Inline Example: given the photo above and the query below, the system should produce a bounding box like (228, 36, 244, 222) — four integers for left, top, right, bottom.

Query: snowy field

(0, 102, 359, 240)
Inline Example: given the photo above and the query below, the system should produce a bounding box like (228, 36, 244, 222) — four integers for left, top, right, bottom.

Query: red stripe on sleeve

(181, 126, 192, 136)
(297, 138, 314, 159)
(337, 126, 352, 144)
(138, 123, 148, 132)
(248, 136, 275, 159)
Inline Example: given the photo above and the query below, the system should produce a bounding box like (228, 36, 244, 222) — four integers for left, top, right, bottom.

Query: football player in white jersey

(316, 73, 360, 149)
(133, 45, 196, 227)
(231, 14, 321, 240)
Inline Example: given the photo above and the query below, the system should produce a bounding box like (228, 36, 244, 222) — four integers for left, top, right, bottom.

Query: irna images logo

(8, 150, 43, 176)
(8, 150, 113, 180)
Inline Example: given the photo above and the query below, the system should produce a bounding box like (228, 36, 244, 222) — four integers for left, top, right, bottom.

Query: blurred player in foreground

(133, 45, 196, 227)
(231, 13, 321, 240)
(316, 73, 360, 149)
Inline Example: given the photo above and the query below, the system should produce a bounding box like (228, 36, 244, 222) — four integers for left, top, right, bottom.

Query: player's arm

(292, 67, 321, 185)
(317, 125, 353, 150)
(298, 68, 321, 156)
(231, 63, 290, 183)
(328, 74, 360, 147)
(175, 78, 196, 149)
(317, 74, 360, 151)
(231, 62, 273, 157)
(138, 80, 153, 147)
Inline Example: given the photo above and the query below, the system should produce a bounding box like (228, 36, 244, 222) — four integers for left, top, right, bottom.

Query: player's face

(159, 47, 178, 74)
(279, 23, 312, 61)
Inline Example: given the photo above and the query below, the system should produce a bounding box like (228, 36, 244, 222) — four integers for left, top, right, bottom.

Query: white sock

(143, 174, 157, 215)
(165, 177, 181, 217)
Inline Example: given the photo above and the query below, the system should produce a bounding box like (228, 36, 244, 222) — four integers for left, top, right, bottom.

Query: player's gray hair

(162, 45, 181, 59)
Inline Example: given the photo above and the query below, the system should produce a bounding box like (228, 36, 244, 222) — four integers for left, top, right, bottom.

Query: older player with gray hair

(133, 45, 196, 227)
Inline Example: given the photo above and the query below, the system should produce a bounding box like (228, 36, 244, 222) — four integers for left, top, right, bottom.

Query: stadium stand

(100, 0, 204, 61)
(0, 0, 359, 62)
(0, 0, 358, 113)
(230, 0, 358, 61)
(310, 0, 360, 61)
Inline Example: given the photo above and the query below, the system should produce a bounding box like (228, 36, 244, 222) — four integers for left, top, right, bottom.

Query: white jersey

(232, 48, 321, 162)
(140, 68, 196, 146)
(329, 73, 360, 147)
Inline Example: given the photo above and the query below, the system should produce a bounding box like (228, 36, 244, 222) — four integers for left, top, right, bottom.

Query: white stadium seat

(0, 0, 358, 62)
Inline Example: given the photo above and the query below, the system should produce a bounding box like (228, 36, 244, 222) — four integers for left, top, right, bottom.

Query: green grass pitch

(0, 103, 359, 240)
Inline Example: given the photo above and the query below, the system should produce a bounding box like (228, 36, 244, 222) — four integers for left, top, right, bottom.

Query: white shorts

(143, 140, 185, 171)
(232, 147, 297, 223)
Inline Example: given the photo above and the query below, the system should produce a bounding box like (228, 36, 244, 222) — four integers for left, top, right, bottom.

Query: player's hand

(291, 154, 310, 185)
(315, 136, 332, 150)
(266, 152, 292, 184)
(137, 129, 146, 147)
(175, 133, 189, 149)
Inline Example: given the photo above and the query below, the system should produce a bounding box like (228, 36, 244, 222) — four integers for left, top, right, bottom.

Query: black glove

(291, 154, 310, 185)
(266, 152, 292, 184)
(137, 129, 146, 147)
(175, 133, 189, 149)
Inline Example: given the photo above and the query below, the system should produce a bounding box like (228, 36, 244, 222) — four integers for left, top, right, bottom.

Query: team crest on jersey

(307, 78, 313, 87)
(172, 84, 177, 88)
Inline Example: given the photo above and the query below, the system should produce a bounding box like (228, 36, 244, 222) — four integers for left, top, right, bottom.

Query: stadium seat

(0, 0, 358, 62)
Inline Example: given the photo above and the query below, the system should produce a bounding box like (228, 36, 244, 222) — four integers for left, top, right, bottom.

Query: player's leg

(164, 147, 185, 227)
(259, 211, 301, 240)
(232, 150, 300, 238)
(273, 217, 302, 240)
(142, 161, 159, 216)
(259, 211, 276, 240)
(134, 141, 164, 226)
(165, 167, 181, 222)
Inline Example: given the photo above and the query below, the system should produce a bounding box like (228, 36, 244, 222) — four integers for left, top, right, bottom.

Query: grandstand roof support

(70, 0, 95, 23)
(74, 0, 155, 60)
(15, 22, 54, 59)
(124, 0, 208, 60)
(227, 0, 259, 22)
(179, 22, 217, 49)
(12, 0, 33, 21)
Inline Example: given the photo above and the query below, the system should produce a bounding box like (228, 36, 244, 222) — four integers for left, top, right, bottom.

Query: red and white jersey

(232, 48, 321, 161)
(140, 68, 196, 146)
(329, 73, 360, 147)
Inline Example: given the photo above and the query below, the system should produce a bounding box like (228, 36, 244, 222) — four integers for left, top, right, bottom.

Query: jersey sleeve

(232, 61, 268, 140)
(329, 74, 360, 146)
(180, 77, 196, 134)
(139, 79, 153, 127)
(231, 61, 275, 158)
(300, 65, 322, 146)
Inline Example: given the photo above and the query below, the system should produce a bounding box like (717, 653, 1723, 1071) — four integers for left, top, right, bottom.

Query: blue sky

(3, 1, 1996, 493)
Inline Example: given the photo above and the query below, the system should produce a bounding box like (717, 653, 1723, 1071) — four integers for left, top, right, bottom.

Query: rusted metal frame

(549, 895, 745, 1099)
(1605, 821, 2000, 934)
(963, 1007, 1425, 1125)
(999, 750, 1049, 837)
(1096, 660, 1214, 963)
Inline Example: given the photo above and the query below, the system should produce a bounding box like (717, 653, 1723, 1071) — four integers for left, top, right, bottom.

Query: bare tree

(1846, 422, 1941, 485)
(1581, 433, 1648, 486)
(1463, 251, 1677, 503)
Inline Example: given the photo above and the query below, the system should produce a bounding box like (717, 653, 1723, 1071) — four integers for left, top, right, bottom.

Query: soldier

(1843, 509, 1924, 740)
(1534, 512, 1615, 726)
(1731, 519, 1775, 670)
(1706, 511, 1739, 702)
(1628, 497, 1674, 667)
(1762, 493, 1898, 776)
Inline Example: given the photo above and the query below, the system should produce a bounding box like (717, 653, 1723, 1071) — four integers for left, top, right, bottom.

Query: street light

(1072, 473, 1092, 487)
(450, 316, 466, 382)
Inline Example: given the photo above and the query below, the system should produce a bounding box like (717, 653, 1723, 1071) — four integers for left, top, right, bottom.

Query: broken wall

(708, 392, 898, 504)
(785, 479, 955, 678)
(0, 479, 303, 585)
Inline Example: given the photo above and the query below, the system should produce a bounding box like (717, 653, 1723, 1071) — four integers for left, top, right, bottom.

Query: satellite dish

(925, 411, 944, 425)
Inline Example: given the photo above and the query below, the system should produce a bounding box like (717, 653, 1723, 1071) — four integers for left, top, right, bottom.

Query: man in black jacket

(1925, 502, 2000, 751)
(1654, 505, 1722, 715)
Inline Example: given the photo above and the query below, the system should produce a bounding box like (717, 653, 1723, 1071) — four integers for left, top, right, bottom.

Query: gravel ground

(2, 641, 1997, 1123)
****************
Beginning with the line that contains "Query: man in black jacket", restate word for word each line through the last one in the data, and write nothing more.

WRITTEN RESPONSE
Query: man in black jacket

(1925, 502, 2000, 751)
(1654, 505, 1722, 715)
Inline Example: given the photo above and the query below, the system should produce a bounding box like (717, 653, 1723, 1071) — four integers for left, top, right, bottom.

Query: gravel ground

(2, 641, 1997, 1123)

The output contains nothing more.